> **Metin Bölümü**:
>>

Oslo Anlaşmasının En Dişli Muhalifi
Makadmeh Oslo'ya en muhalif kişilerdendi. Düşmanla yapılacak herhangi bir barış anlaşmasının sonunda Filistinlilerin ölümüne, davalarının sonlanmasına sebep olacağını ve Filistin halkının yarısının ölümüne bile neden olsa direnişin bağımsızlık için tek çare olduğunu düşünüyordu.
Şehidimiz Filistin topraklarının %80'inin ihmal edildiği anlaşmanın imzalanmasından duyduğu üzüntüyü "Gazze Eriha Anlaşması" İslami Bakış" adlı kitabında dile getirmişti.
Bu konumu nedeniyle Filistin yönetimi tarafından tutuklandı. Sonra Filistin Sağlık Bakanlığındaki görevinden alındı. Hapishanede gördüğü şiddetli işkenceler nedeniyle 40 kilo verdi, kaburgaları kırıldı ve defalarca gizlice Şifa Hastanesine kaldırıldı.
Makadmeh bütün bunlara rağmen Filistin ulusal birliği ve iç savaşa sürüklenmemesi için çabalıyordu. Kurşunu sadece düşmanın sinesine doğrultmayı, sabırlı, mücahit Filistin evladına doğrultmamayı istiyordu. İsmail Heniyye şehidimizin hayatının bu evresini şöyle anlatıyor: "Dr. Makadmeh'in kırbaçla dövüldüğü ve düşmanı ayakları üzerinde tutmaya çalışırken ayakları üzerinde durmaya gücünün olmadığı o dönem ne acı ve onur kırıcıdır. Bu ne garip bir farktır".
Makadmeh cihadın çare olduğunu düşünüyordu. Ona yakın olanlardan biri şöyle diyor: "Allah rahmet eylesin engeller ne kadar çoğalsa da cihada devam etmeye pek hevesliydi. Daima cihadın fedakârlıklarına daha fazla cihatla cevap vermek gerek derdi. O siyasetçinin şehadet ruhuyla yaşaması gerektiğini düşünüyordu ki güçlü, toplumsal ve etkin olsun. Kansız, cesetsiz ve fedakârlık yapılmaksızın cihat isteyenleri "etiket mücahitleri" olarak tanımlıyordu."

<<

Bir koleksiyondan alınmış kayıtlar:
>>

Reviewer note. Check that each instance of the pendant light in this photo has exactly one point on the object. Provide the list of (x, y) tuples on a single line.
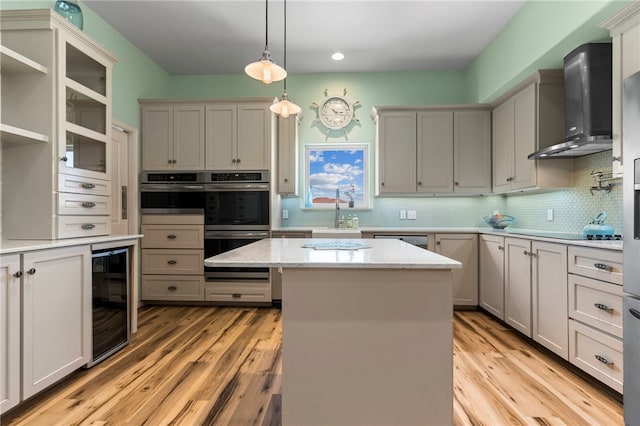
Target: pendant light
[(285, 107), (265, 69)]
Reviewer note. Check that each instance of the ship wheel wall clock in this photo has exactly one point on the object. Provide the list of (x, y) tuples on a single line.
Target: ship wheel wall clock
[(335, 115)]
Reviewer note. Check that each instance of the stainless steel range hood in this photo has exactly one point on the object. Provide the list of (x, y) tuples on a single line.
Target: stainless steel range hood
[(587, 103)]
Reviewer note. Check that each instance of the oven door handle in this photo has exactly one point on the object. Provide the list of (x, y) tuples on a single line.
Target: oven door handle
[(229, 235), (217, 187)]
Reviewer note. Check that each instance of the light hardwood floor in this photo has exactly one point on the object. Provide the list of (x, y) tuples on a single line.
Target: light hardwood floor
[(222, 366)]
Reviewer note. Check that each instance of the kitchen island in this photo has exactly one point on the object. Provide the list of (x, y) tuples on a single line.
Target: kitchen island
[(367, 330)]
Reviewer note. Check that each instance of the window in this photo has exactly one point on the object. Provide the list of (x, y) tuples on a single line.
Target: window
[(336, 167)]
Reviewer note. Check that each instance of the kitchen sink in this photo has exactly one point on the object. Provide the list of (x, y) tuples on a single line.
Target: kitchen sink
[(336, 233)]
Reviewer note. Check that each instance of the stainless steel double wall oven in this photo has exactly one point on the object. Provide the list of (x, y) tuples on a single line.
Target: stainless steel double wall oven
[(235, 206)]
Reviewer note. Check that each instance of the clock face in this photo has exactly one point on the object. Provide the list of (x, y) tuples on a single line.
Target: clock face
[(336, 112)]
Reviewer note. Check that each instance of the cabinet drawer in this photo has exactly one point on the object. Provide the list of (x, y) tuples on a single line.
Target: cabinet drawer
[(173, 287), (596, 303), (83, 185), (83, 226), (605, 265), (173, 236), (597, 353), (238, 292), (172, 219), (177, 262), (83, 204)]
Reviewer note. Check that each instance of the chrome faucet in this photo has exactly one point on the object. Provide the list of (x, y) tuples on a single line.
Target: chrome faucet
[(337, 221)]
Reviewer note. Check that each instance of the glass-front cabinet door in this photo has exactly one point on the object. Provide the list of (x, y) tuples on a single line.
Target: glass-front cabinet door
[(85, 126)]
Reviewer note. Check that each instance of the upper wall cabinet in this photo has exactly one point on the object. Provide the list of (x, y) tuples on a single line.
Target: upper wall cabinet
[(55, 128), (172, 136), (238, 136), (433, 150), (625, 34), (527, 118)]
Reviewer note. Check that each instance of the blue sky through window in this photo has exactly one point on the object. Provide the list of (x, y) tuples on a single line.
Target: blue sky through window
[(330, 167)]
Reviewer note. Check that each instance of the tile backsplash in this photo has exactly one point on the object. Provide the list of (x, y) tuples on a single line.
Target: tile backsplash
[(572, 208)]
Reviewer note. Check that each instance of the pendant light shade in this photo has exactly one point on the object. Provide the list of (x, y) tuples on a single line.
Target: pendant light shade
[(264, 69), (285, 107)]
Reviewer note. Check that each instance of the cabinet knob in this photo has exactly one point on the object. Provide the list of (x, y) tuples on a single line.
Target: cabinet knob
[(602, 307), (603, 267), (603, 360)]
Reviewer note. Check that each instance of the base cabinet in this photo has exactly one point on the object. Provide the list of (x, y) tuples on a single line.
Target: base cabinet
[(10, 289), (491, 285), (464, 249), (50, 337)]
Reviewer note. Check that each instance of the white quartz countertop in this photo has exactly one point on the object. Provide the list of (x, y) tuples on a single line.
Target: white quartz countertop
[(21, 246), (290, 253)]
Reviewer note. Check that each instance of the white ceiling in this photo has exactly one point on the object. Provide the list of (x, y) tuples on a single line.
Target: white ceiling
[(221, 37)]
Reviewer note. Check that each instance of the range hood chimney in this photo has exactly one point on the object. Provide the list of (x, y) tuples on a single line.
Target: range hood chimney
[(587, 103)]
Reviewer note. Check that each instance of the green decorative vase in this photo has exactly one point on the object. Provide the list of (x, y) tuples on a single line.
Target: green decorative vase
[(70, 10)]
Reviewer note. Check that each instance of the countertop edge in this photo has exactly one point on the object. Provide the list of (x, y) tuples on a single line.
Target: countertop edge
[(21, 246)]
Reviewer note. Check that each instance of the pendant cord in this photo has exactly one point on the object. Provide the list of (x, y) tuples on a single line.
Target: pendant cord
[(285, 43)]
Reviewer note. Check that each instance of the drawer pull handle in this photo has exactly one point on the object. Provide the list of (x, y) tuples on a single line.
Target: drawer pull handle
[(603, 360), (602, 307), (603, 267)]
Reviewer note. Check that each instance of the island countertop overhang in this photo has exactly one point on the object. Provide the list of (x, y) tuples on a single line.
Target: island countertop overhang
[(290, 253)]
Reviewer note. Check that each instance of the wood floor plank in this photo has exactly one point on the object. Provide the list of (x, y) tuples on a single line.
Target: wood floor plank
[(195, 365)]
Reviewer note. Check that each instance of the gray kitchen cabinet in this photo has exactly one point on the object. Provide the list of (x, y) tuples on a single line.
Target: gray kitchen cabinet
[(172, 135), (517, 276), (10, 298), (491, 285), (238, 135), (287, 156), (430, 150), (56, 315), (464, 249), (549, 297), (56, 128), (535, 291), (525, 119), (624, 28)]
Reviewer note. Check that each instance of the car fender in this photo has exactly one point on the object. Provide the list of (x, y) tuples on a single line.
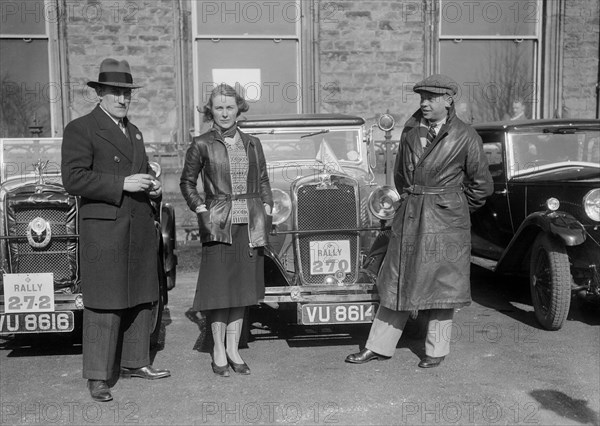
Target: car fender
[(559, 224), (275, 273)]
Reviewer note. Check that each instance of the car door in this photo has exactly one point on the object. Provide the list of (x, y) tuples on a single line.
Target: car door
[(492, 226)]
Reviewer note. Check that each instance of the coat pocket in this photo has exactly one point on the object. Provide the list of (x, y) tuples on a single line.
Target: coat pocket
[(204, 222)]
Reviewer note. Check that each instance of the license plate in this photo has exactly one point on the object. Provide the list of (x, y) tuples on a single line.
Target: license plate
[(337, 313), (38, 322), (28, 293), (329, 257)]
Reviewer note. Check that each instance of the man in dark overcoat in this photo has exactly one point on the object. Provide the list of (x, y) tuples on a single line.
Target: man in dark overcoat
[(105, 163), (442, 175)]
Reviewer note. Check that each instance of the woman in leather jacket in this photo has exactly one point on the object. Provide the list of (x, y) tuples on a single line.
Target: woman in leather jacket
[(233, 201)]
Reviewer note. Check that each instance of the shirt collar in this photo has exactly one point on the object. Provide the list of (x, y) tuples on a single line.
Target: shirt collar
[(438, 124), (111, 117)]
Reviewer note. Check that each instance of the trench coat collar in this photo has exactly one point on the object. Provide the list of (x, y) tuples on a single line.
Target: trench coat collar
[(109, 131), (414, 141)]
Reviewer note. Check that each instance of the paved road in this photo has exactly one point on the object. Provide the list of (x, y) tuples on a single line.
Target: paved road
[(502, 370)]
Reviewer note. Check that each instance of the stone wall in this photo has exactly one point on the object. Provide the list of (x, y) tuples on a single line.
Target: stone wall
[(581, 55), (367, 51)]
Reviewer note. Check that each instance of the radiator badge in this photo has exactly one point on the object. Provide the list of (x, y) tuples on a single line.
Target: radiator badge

<<

Makadmeh hakkındaki metinde "Oslo Anlaşmasının En" sözleriyle başlayıp "tek çare olduğunu düşünüyordu." sözlerine kadar devam eden kısmı hiçbir değişiklik yapmadan yazın. Kayıtların bu işle hiçbir ilgisi yoktur.

Oslo Anlaşmasının En Dişli Muhalifi
Makadmeh Oslo'ya en muhalif kişilerdendi. Düşmanla yapılacak herhangi bir barış anlaşmasının sonunda Filistinlilerin ölümüne, davalarının sonlanmasına sebep olacağını ve Filistin halkının yarısının ölümüne bile neden olsa direnişin bağımsızlık için tek çare olduğunu düşünüyordu.